▶ Input material:
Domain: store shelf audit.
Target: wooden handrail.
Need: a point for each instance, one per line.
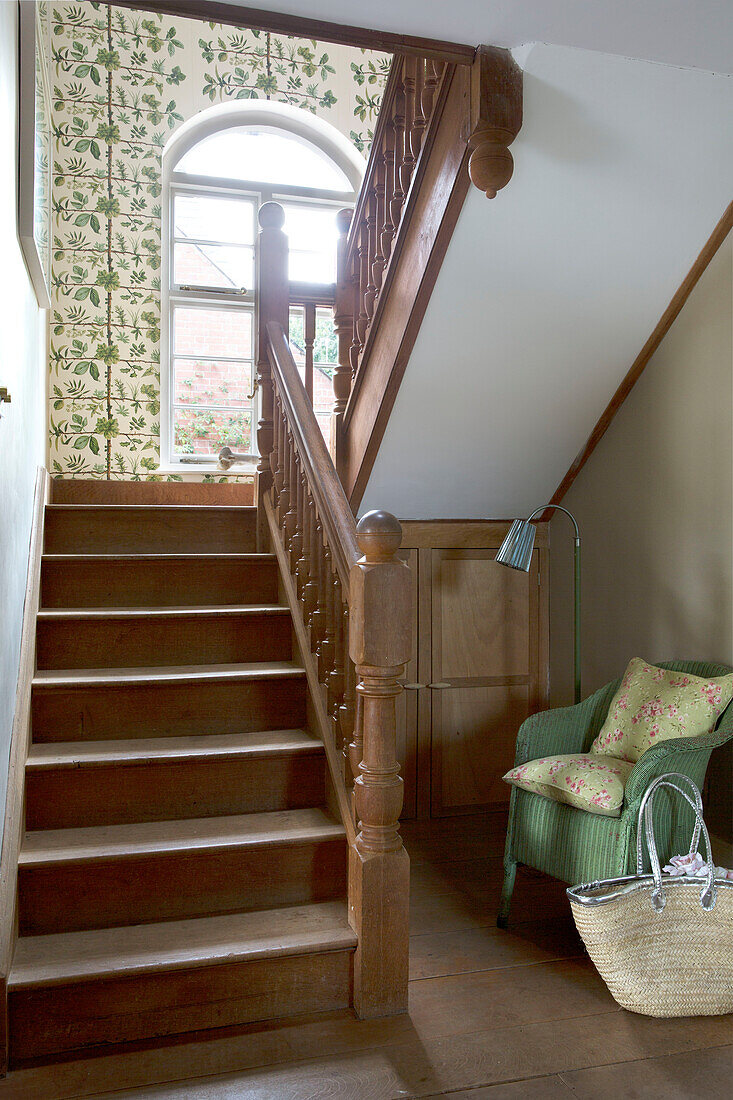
(440, 127)
(411, 111)
(328, 493)
(350, 597)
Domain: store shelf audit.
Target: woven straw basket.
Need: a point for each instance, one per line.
(664, 946)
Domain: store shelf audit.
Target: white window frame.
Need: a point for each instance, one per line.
(255, 114)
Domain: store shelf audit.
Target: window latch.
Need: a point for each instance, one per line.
(239, 292)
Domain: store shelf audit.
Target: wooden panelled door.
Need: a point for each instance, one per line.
(485, 674)
(479, 669)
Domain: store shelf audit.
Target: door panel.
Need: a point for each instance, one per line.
(406, 708)
(484, 671)
(477, 729)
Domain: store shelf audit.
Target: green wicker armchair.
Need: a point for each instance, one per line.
(576, 846)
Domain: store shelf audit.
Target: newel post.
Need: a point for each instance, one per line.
(343, 326)
(273, 305)
(380, 645)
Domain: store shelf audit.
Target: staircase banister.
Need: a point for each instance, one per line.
(416, 180)
(383, 120)
(334, 509)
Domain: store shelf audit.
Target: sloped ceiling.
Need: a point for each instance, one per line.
(548, 293)
(698, 33)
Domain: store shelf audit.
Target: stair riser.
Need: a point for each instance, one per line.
(164, 583)
(134, 641)
(175, 886)
(150, 530)
(65, 1018)
(116, 794)
(161, 710)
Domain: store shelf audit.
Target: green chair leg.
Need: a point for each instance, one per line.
(507, 889)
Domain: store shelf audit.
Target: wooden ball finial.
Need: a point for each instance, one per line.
(491, 165)
(379, 535)
(271, 216)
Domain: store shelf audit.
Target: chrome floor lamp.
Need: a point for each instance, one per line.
(516, 552)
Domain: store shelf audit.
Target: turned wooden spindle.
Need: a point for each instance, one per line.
(342, 318)
(387, 228)
(433, 73)
(363, 281)
(336, 679)
(379, 881)
(371, 234)
(378, 255)
(273, 290)
(354, 350)
(302, 564)
(419, 121)
(408, 92)
(327, 647)
(284, 499)
(276, 453)
(348, 708)
(291, 518)
(316, 619)
(310, 590)
(296, 538)
(398, 130)
(309, 340)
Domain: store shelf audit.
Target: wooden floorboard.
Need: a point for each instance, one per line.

▶ Exercise requirements:
With the pictures omitted, reproduce the records in full and exactly.

▶ Exercise solution:
Domain: store shelf audit.
Target: wooden handrail.
Need: a point for each instance, one per line.
(440, 127)
(411, 111)
(328, 493)
(350, 597)
Domain: store shelf audit.
Target: woven straw basket.
Need: a point for each instance, one per line.
(664, 946)
Domain: store shelf audit.
Target: white window frame.
Need: a point for each instance, one per line.
(255, 114)
Domain: store shelf audit.
Target: window latch.
Need: a point for each instance, one per line.
(239, 292)
Domain: store shelf audit.
Target: wooden panelled door.
Need: a point for each instance, one per line.
(485, 674)
(479, 669)
Domain: store shelf audit.
Target: door panel.
Need: a point for each instance, one per line.
(406, 708)
(484, 671)
(477, 729)
Domain: store shelf audit.
Target: green wicker armchair.
Need: a point for each instance, one per line.
(576, 846)
Domain: store shelf audit.
Target: newel post.
Need: a point for each instance, one per line.
(343, 326)
(273, 305)
(380, 645)
Domain: store shelf audit.
Target: staircase banister.
Need: a point for each instance, one per line.
(416, 180)
(383, 120)
(334, 509)
Domain: store shelf audit.
Target: sloped ceiling.
Need: a point for each instance, one per line.
(548, 293)
(698, 33)
Domain: store shelf audit.
Target: stair riser.
Need: a point for each instance, one per line.
(164, 583)
(134, 641)
(175, 886)
(150, 530)
(65, 1018)
(116, 794)
(161, 710)
Domain: store shelf audit.
Target: green chair leg.
Need: a point for each instance, one per line.
(507, 889)
Domain: store shelf audit.
Target: wooden ball finial.
Need: a point for each instance, one per line.
(491, 165)
(379, 535)
(271, 216)
Domain: store shelf audit.
Target: chrome floor lamp.
Need: a point for each instance, one per line.
(516, 552)
Domain: store shelf audit.
Target: turned wooden spindle.
Need: a point for each instance, one per line.
(342, 318)
(387, 228)
(433, 73)
(363, 281)
(336, 679)
(379, 881)
(371, 234)
(378, 255)
(273, 290)
(354, 350)
(302, 564)
(419, 121)
(408, 92)
(327, 647)
(284, 499)
(276, 453)
(348, 708)
(291, 518)
(316, 619)
(310, 590)
(296, 538)
(398, 130)
(309, 340)
Domain: store shelf audit.
Target: wooden floorboard.
Need: a point for each instance, one per line.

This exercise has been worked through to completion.